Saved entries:
----

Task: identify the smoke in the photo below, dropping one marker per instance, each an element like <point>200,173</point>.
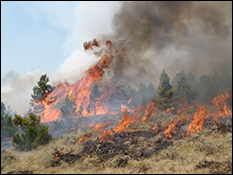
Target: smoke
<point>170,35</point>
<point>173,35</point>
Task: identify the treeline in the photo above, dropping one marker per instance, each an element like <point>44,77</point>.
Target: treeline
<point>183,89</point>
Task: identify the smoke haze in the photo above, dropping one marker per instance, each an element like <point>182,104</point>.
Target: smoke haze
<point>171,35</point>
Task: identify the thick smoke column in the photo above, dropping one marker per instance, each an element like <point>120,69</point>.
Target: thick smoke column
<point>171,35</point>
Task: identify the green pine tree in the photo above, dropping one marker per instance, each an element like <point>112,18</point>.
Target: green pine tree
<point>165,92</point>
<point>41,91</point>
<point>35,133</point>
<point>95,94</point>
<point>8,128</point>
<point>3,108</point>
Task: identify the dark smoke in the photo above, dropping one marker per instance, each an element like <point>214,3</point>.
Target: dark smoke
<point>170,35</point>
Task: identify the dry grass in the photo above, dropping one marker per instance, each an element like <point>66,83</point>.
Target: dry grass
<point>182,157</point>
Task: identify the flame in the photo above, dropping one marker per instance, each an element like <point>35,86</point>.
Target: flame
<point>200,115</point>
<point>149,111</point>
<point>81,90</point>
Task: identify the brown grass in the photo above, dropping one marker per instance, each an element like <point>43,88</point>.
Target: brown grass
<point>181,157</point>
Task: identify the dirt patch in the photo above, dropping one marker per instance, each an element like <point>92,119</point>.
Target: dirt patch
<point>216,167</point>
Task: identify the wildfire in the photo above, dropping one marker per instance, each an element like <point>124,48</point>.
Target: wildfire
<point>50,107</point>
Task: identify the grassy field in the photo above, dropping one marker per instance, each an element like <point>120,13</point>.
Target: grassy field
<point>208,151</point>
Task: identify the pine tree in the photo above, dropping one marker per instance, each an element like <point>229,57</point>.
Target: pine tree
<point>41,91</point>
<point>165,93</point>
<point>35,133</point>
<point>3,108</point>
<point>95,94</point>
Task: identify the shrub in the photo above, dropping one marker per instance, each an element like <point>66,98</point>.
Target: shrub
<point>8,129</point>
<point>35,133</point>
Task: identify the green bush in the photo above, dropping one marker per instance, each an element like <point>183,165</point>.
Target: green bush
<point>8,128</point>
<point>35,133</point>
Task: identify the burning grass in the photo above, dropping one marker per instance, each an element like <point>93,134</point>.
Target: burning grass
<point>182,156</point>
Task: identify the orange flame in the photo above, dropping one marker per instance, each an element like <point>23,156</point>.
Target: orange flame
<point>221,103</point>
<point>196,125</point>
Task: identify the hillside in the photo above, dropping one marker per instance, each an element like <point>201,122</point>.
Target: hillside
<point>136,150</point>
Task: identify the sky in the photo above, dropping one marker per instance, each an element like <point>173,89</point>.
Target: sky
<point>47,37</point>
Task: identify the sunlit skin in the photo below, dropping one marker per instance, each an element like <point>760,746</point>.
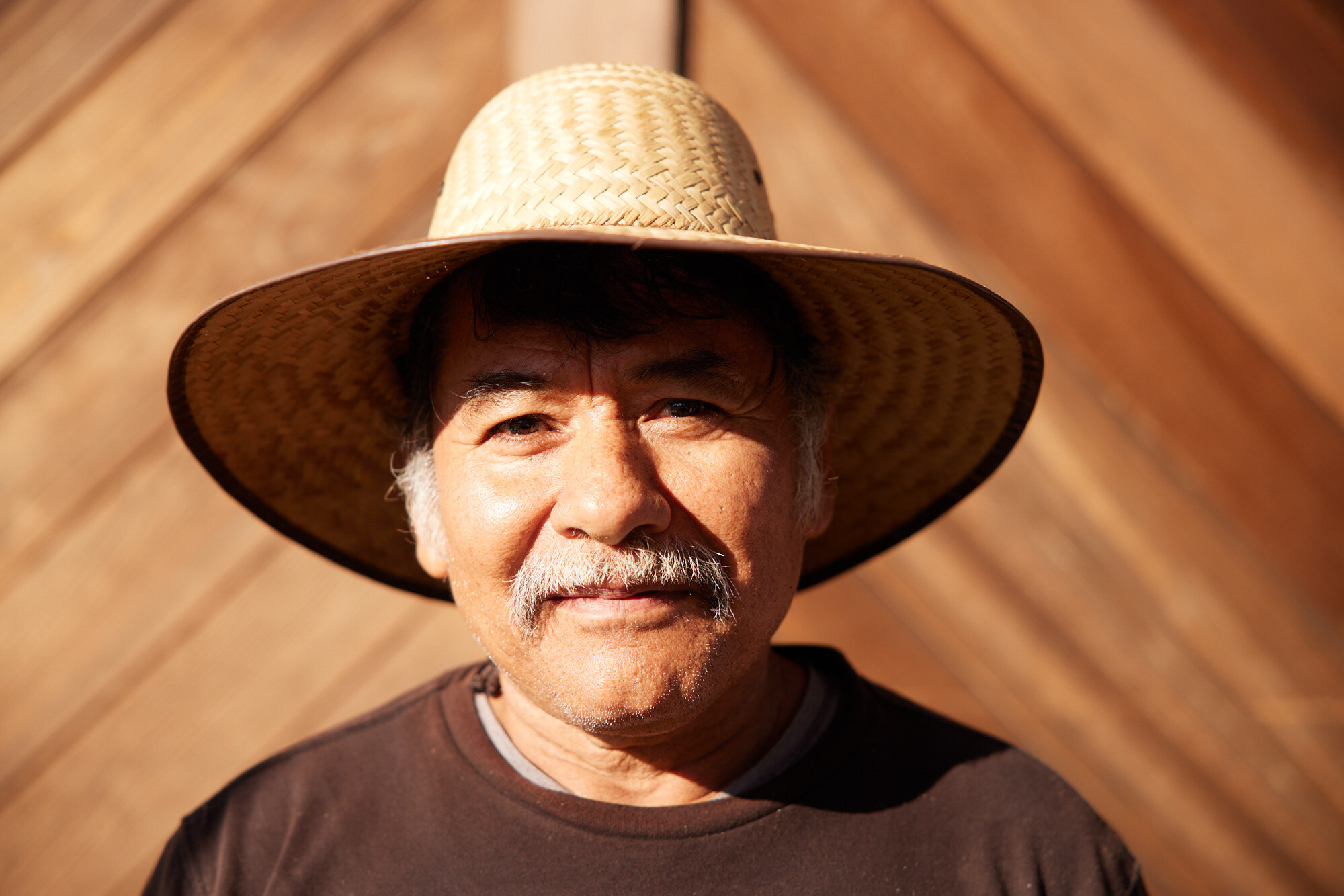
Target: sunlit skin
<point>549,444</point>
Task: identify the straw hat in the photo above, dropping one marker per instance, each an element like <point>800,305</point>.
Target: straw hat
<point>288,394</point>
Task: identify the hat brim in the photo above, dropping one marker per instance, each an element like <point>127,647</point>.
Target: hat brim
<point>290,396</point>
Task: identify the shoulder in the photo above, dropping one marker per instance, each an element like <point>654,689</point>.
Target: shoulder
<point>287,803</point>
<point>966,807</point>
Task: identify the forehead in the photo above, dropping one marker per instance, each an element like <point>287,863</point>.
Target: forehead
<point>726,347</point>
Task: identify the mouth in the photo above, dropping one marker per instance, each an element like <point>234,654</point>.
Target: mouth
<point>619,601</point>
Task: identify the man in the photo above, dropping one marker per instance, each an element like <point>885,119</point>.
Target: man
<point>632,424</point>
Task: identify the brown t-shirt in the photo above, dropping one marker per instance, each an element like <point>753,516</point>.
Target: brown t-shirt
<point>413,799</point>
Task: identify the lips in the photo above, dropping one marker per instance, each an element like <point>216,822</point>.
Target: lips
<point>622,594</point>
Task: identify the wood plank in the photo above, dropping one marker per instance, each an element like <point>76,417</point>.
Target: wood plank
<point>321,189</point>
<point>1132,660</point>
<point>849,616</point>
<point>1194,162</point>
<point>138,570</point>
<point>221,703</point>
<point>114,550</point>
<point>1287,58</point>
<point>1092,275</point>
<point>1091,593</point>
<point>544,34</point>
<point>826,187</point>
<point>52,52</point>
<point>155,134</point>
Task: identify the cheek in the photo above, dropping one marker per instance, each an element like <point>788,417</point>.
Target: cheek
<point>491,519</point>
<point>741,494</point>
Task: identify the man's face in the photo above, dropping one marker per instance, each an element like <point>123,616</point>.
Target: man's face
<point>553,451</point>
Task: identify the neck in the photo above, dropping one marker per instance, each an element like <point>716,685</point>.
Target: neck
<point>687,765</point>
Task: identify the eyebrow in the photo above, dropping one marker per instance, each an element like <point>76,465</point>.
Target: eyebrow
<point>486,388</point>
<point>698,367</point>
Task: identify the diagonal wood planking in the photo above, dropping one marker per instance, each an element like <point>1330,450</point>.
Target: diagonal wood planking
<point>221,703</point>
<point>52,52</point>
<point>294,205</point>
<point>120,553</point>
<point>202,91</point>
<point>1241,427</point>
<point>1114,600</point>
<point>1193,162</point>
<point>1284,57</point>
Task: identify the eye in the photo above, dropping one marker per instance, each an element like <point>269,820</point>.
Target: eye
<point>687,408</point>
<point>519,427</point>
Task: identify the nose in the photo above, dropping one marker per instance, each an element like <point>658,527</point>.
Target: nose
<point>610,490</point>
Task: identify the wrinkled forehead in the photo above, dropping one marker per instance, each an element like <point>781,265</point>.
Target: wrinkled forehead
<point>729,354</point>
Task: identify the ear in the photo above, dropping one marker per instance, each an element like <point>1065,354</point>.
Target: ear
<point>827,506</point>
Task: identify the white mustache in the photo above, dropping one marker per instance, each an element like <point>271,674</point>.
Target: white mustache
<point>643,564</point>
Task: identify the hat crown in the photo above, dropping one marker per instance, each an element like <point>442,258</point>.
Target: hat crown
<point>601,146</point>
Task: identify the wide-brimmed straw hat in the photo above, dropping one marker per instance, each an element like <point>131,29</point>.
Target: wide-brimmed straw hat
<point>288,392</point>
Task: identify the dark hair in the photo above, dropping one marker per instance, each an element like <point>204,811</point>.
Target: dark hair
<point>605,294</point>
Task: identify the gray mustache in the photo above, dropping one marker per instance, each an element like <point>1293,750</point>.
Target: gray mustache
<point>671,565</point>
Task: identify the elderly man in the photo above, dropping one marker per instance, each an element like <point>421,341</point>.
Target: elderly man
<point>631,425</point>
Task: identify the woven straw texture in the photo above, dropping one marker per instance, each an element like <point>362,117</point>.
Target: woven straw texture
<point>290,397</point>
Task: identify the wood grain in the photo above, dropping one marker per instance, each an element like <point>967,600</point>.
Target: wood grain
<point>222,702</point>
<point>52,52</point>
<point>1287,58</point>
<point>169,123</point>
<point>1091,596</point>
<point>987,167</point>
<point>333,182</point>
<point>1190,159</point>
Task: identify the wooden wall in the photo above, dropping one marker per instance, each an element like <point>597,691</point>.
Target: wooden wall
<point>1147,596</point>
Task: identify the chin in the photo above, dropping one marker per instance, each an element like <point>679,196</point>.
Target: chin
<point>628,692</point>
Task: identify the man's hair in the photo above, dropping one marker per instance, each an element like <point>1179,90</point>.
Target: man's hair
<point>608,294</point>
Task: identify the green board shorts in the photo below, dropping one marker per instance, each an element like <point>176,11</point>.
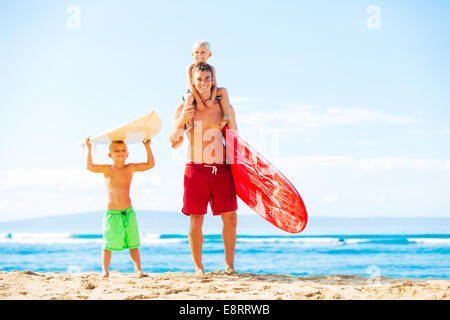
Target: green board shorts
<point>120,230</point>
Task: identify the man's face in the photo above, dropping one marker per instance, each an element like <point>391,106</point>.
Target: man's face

----

## Problem details
Work out how many lines of the data include the word "below". Then write only that number.

## Solution for this task
3